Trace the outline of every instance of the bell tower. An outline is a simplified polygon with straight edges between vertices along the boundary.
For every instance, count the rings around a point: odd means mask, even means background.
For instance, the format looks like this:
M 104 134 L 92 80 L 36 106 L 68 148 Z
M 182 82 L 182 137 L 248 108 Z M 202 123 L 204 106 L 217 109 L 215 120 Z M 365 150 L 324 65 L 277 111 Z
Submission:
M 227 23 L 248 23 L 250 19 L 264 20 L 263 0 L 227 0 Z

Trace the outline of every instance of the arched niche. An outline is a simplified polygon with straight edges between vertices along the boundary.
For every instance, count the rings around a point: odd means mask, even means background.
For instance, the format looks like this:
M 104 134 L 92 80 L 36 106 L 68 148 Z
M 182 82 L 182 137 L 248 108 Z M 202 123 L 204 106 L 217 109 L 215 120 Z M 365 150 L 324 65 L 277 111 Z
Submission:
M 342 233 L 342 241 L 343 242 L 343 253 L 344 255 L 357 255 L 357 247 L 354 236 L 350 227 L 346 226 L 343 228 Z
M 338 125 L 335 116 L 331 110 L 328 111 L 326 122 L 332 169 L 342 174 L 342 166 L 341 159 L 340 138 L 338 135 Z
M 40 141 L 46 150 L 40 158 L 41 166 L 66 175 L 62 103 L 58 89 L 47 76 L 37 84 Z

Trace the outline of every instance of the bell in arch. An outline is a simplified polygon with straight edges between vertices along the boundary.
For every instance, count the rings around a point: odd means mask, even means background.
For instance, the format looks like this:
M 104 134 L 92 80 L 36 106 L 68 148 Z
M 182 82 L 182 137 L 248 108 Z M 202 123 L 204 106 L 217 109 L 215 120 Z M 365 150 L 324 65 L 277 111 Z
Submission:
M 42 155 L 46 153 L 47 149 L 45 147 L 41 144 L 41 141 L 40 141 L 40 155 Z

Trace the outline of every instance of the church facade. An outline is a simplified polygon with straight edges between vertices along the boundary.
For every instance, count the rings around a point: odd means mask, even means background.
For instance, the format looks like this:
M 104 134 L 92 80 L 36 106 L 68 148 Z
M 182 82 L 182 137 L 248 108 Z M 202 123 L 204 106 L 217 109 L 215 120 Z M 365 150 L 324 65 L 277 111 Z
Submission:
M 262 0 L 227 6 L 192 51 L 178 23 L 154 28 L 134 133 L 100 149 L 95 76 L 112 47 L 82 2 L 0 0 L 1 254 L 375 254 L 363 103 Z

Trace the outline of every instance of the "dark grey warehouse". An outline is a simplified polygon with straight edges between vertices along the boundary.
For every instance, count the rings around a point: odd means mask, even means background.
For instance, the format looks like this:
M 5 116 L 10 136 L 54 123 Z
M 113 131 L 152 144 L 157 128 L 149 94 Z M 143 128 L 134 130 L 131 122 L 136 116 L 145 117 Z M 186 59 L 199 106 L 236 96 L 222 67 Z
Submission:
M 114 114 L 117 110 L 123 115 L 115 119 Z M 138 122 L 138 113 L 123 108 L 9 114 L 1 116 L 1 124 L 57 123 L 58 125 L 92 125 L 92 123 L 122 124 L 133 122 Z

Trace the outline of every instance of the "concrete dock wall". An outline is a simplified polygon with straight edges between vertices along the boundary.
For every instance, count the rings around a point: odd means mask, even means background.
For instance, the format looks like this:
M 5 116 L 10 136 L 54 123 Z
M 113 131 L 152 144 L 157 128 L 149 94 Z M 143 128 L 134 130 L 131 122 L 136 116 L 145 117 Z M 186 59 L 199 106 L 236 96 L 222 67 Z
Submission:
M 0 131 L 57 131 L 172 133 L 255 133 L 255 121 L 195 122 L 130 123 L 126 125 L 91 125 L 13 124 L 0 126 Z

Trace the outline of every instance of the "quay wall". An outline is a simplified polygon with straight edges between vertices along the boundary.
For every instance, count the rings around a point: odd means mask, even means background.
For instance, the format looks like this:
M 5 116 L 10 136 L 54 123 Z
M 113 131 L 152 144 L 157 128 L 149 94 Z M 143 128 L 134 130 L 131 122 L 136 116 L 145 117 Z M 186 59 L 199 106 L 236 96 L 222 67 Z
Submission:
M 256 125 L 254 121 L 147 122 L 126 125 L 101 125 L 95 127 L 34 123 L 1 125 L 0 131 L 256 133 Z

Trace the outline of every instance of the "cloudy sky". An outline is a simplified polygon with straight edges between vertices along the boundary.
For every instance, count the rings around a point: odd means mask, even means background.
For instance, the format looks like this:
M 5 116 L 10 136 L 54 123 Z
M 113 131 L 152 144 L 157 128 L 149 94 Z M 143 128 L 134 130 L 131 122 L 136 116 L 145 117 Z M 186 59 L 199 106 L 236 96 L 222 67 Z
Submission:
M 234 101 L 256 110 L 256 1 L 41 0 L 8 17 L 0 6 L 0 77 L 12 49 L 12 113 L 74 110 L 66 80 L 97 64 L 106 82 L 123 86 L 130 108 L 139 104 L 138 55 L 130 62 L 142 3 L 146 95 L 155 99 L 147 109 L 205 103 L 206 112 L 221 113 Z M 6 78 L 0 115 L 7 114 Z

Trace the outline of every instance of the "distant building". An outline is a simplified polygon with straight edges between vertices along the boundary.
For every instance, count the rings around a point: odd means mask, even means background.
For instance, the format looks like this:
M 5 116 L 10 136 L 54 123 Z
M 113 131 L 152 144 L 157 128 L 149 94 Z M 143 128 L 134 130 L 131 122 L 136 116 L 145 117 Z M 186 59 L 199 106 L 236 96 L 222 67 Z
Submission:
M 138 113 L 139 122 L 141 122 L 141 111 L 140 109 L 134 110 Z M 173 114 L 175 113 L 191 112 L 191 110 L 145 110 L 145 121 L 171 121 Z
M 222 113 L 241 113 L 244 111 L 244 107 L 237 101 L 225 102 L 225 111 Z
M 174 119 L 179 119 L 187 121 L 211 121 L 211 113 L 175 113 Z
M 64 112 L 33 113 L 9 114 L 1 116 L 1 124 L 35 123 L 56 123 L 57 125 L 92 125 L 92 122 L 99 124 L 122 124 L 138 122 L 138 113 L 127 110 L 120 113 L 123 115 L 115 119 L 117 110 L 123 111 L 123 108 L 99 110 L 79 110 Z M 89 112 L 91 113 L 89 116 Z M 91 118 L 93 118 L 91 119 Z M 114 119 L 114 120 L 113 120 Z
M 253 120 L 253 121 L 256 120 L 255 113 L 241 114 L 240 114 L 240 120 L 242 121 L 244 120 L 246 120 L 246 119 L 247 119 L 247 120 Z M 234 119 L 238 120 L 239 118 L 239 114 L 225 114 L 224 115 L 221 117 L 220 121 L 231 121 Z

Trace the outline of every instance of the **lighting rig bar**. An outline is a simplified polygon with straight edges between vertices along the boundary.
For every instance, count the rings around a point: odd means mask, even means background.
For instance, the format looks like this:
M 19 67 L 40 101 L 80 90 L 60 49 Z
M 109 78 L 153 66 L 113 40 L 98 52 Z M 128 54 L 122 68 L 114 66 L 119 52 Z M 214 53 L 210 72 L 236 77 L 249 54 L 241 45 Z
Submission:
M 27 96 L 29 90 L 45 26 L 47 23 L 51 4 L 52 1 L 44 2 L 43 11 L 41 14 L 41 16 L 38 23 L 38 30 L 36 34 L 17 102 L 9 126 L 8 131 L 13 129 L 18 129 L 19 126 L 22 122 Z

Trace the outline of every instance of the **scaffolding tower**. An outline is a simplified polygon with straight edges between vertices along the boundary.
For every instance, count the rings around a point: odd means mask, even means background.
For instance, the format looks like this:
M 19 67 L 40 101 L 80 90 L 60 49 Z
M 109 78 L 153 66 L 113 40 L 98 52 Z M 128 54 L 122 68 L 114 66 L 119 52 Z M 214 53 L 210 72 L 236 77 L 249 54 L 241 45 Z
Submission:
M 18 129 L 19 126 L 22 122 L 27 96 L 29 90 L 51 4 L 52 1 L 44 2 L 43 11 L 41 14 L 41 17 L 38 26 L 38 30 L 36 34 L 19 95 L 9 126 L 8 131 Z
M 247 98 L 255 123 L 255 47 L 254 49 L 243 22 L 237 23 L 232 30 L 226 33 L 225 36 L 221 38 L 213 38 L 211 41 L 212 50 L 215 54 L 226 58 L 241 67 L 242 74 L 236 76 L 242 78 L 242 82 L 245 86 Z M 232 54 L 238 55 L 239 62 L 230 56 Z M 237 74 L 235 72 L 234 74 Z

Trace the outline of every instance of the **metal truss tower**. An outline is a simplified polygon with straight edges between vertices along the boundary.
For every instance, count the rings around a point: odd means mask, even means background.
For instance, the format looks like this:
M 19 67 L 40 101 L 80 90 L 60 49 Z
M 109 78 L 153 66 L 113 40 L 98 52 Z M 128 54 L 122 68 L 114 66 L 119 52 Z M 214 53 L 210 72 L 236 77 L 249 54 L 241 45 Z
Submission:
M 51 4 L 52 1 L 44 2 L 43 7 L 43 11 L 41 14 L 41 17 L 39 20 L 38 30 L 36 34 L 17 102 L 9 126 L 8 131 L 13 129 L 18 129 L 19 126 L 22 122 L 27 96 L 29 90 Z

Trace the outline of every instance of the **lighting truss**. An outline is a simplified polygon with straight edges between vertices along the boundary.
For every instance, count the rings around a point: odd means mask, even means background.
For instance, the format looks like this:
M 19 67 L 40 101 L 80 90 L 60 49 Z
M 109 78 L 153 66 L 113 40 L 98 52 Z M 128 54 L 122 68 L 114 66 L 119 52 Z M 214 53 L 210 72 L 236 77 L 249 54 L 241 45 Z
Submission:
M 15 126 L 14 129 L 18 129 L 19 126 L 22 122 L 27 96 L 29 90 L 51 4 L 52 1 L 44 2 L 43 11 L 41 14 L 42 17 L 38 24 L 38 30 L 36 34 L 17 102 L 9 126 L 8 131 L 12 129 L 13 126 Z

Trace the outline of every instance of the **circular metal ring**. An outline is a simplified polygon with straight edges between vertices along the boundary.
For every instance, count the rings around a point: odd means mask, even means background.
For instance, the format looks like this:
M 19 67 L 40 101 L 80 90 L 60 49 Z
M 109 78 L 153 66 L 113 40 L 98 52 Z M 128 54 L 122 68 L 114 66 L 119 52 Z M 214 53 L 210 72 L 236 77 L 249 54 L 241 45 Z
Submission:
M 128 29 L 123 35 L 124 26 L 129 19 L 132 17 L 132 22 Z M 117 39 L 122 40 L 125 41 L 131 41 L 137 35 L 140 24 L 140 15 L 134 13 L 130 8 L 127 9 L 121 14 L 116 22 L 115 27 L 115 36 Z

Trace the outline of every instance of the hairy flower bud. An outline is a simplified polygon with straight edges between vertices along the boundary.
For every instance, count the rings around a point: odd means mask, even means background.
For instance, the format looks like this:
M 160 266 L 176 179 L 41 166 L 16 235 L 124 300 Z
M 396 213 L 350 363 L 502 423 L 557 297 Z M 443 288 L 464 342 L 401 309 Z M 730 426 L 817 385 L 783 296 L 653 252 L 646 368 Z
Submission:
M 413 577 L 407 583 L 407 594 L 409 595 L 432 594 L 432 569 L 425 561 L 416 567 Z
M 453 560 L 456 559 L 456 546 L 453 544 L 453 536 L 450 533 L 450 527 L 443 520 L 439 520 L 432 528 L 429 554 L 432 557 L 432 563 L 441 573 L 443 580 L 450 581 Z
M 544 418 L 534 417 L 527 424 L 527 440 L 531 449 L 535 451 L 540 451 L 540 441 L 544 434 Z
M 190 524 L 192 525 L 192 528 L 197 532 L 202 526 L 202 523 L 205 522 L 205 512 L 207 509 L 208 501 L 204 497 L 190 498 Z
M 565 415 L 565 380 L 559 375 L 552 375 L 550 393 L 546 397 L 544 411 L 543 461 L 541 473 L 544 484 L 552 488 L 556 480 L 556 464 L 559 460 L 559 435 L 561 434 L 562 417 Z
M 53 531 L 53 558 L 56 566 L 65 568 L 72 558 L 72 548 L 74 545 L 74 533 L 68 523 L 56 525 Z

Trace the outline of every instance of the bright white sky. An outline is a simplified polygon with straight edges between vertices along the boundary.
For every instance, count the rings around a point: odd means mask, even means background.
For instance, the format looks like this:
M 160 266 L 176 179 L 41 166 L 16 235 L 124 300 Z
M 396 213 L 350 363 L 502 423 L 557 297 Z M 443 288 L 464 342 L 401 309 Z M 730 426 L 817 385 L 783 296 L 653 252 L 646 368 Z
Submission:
========================
Your objective:
Rewrite everything from the start of the material down to the line containing "M 227 23 L 248", changing "bell tower" to "steeple" and keeping all else the same.

The solution:
Trace the outline of every instance of the steeple. An outline is a simplified polygon with straight edges between vertices along the boundary.
For every instance, count the rings around a point: odd means mask, even means background.
For instance, the format looks like this:
M 104 134 L 92 80 L 36 106 L 68 148 Z
M 182 82 L 182 137 L 248 108 Z M 202 123 L 204 106 L 217 109 L 215 120 Z M 365 150 L 324 65 L 277 111 Z
Submission:
M 227 23 L 248 23 L 250 19 L 264 20 L 263 0 L 227 0 Z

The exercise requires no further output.